Directions for this task:
What is needed is an exact transcription of every entry below, with the pictures left out.

Referring expression pointing data
+===+
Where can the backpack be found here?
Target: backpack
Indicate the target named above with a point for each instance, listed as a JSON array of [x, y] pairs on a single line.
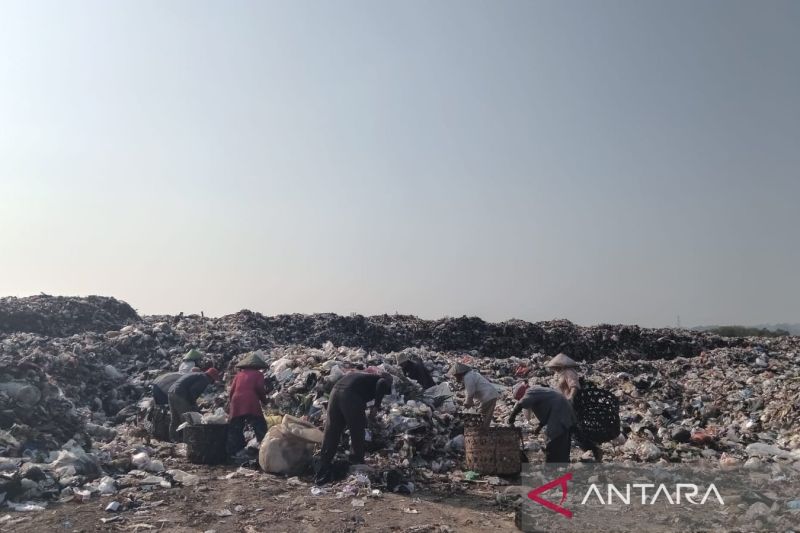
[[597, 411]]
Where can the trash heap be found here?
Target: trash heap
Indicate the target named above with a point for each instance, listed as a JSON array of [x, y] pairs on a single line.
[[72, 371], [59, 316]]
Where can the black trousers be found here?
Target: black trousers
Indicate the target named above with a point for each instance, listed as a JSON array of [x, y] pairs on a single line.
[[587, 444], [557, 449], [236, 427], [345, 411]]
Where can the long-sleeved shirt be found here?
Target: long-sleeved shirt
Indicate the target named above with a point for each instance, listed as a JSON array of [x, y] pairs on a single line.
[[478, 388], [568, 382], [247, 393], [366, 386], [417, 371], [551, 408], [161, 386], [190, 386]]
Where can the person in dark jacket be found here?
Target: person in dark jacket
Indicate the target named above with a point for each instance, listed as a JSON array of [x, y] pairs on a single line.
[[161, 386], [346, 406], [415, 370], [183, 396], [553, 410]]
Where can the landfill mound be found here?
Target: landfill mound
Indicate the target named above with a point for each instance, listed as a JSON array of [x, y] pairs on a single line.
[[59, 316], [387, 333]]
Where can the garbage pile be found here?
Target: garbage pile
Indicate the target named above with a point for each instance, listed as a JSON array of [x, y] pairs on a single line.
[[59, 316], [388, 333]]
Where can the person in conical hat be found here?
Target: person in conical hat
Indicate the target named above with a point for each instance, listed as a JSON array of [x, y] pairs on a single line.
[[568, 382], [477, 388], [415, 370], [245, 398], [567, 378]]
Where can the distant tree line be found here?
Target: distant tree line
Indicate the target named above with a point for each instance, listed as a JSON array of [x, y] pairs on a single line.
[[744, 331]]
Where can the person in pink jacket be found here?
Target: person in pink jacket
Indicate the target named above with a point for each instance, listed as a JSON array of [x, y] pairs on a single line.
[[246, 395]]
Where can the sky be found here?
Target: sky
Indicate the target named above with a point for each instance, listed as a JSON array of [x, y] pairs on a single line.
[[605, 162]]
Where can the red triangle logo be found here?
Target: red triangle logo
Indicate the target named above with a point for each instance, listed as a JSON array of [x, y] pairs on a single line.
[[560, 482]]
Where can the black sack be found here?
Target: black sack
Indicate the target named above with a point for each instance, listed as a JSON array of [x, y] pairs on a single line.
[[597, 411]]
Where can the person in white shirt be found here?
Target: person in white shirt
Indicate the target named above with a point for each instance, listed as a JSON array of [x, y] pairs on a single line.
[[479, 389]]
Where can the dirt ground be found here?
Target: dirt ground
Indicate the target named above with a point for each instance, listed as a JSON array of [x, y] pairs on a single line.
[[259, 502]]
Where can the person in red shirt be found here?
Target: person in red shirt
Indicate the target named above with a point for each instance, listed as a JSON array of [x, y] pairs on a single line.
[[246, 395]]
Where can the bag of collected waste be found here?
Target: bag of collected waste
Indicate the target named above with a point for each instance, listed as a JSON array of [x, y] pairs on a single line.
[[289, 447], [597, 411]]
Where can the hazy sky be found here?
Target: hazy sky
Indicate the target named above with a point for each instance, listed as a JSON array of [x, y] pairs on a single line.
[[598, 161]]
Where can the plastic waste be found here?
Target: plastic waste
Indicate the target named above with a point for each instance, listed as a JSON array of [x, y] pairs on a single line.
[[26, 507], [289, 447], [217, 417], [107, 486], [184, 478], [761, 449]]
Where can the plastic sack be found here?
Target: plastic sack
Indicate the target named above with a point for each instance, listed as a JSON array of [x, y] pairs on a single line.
+===+
Expected output:
Where can the backpack be found here?
Target: backpack
Indicate the target named above with a point for each instance, listed as a JSON array of [x, y] pairs on a single line.
[[597, 411]]
Where can the trash heap be found here?
Target: trash heap
Indicate the target named above with a point for each instance, listed as a JSON array of [x, y] pairs on a single line.
[[72, 371], [59, 316]]
Where can the black trousers be found here?
Target: black trousers
Indicate the target named above with a point for each instance, listed as a JSON array of [x, y] pairs on a single line.
[[587, 444], [557, 449], [236, 427], [345, 411]]
Where can the long-sleeved shirt be found here?
Target: long-sleeved shirt
Indicate the target named above with a point for each instance, listed as a JSON array of [x, y] pairs on a single line.
[[478, 388], [568, 382], [247, 393], [366, 386], [417, 371], [551, 408], [161, 386], [190, 386]]
Where can the person in dark jacket be found here?
Target: person in dark jacket
Indicate the target named above with a point for each instance, listed as a JSON array of [x, y] pairs on a single line.
[[161, 386], [346, 406], [415, 370], [183, 396], [553, 410]]
Where can the landfill mound be found here?
Target: landfill mound
Indicate the target named above with a point for each instance, listed as a JSON array of [x, y] pairs on a single line.
[[59, 316], [387, 333]]
Where can the garbage pile be found here?
Target: garbage pile
Indicate the target named above with a point for each instance, listed as a JSON array of [x, y] pairs on a single line.
[[59, 316], [388, 333]]
Where can the person in conical hat be found here?
Target: person in conical hat
Indicate the target named above with a point for each instance, listed as a JSON array of [x, y] pairs on a single line.
[[568, 382], [477, 388], [415, 370], [245, 398], [567, 378]]
Where can the distant tree line be found here?
Target: distant tree line
Indicate the target named above with a point for each instance, listed as a JSON array of [x, y] pairs on a single line.
[[744, 331]]
Where can the person in pink jacket be found here?
Target: person in pink jacket
Indicate the target named above with a point for each instance, listed as a JSON array of [x, y] pairs on a single line.
[[246, 395]]
Where can the sky be found here?
Target: sky
Indicate the target named above with a point for each instance, listed as a JSON array of [x, y] pairs on a single line.
[[605, 162]]
Where can the red triangle logo be found here?
Target: red triangle logo
Indicate the target named above with a point for each instance, listed as a JSON array of [x, y] pairs on a single line.
[[560, 482]]
Where can the black sack be found here?
Target: black sack
Indicate the target named above with a point for each instance, listed as a JSON array of [x, y] pairs on a single line.
[[597, 411]]
Where can the person in white shirt be found here?
Target: person in white shirt
Indicate the target named above with a point for each instance, listed as a JSON array of [x, y] pairs on a single line.
[[479, 389]]
Where can the dirt ground be found here?
Target: dirt ground
Indicate the target named above with a point for each instance, listed as a JSON array of [x, y] pairs on a single line.
[[259, 502]]
Where can the person in red shirt be found here?
Target: person in red shirt
Indicate the target named above with a point for each instance, listed as a JSON array of [x, y] pairs on a single line.
[[246, 395]]
Where can the bag of collected waste be found here?
Target: bag of collected waste
Indicate the target named above with a point for each instance, listed as a JSON array of [x, y] pairs on a single line.
[[289, 447], [597, 411]]
Where can the hazy sky be found here?
Target: hazy sky
Indicate the target named above with a point for each instance, listed as a JSON array of [x, y] pairs on a single line.
[[598, 161]]
Where can the plastic waste be found here?
Target: plastic waste
Indicate the target named above with a point for each instance, listed as a JSON array of [x, y] pairs on a single line.
[[26, 507], [289, 447], [217, 417], [107, 486], [184, 478], [761, 449]]
Where can the plastic sack be found here?
Target: plastic sack
Indicate the target named above with a point for each instance, listed as a JSON array of [x, y] pairs on a single line.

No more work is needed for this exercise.